> **Permintaan tertulis a**:
Tulis ulang bagian entri yang dibuka dengan baris berisi "Given the image above, detect street" dan ditutup dengan baris berisi "[300,79,437,122]", kedua baris itu termasuk. Ganti "street lamp" dengan "lamp post" dan biarkan semua yang lain tetap sama.

#### Kutipan dokumen ####

Langsung ke konten utama

Sri Mengungkap Samar

Memahami pola pemikiran masyarakat Jawa klasik yang sederhana tidaklah mudah. Karena tidak cukup hanya pemahaman, yang diperlukan sampai pada tataran bentuk laku yang sudah menjadi praktik kebiasaan. Dalam sisi kosmologis manusia Jawa selalu berusaha mewujudkan harmonisasi kehidupan baik dalam artian jagad ageng maupun jagad alit tertampung dalam istilah memayu hayuning bawana, bawana ageng dan juga bhuwana alit. Kesadaran alam semesta dan pribadi sebagai semesta kecil. Atas dasar inilah kejawen lebih dekat kepada paham-paham sufiisme dan tasawuf. Kegiatan-kegiatan sufiistik dan upaya-upaya laku pembersihan jiwa batiniyah terangkum dalam kearifan lokal yang begitu kaya.

#### Baris entri ####

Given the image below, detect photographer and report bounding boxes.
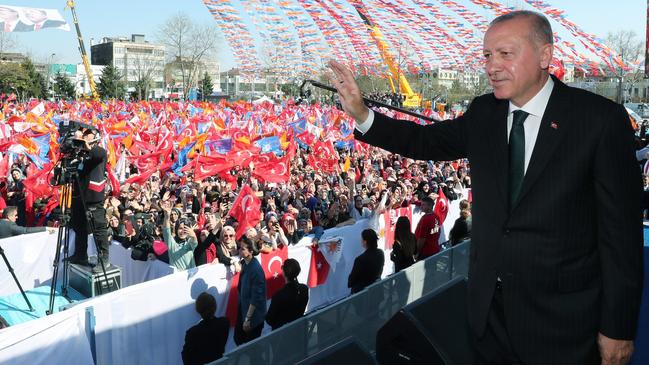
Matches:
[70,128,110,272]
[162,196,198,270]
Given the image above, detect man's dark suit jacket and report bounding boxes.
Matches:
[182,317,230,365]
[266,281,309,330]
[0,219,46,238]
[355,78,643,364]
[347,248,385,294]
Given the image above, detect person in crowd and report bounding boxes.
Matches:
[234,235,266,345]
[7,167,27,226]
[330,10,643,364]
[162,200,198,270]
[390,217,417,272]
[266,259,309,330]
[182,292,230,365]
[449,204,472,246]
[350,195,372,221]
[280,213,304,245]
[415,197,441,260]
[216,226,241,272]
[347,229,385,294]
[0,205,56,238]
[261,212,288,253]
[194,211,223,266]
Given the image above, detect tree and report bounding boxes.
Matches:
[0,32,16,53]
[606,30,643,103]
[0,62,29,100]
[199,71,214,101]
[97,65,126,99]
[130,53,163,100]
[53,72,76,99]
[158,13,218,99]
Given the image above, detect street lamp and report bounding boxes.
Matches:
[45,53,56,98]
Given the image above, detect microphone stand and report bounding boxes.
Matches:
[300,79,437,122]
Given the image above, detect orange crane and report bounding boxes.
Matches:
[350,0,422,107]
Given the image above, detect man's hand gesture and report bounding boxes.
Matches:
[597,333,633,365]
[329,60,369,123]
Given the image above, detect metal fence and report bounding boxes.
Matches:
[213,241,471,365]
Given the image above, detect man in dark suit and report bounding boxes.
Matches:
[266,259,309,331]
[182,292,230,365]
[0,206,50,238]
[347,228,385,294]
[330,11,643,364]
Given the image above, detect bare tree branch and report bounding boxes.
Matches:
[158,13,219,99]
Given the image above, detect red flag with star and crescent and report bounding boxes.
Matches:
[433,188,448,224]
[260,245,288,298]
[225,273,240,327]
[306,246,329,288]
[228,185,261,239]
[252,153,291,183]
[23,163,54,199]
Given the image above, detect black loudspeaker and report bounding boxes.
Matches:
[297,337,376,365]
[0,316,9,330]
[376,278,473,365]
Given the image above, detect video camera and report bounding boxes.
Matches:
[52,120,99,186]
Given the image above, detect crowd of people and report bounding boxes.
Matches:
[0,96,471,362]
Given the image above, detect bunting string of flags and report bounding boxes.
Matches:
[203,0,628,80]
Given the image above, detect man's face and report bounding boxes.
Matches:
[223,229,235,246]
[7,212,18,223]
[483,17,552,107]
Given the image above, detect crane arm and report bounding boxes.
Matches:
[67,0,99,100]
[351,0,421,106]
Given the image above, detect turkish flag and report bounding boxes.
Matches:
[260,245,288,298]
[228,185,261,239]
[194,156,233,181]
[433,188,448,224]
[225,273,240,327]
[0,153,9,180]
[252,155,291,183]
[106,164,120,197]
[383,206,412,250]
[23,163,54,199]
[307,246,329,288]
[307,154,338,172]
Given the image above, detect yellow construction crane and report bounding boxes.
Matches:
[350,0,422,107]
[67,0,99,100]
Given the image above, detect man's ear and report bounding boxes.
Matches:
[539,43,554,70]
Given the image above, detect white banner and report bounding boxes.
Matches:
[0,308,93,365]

####

> **Permintaan tertulis b**:
Cetak dengan tepat bagian kutipan tentang pola pemikiran masyarakat Jawa yang dibuka dengan kata-kata "Sri Mengungkap Samar" dan ditutup dengan "yang begitu kaya.".

> **Jawaban lengkap a**:
Given the image above, detect lamp post and report bounding boxes.
Matches:
[45,53,56,98]
Given the image above, detect microphone stand and report bounding boxes.
Matches:
[300,79,437,122]

> **Jawaban lengkap b**:
Sri Mengungkap Samar

Memahami pola pemikiran masyarakat Jawa klasik yang sederhana tidaklah mudah. Karena tidak cukup hanya pemahaman, yang diperlukan sampai pada tataran bentuk laku yang sudah menjadi praktik kebiasaan. Dalam sisi kosmologis manusia Jawa selalu berusaha mewujudkan harmonisasi kehidupan baik dalam artian jagad ageng maupun jagad alit tertampung dalam istilah memayu hayuning bawana, bawana ageng dan juga bhuwana alit. Kesadaran alam semesta dan pribadi sebagai semesta kecil. Atas dasar inilah kejawen lebih dekat kepada paham-paham sufiisme dan tasawuf. Kegiatan-kegiatan sufiistik dan upaya-upaya laku pembersihan jiwa batiniyah terangkum dalam kearifan lokal yang begitu kaya.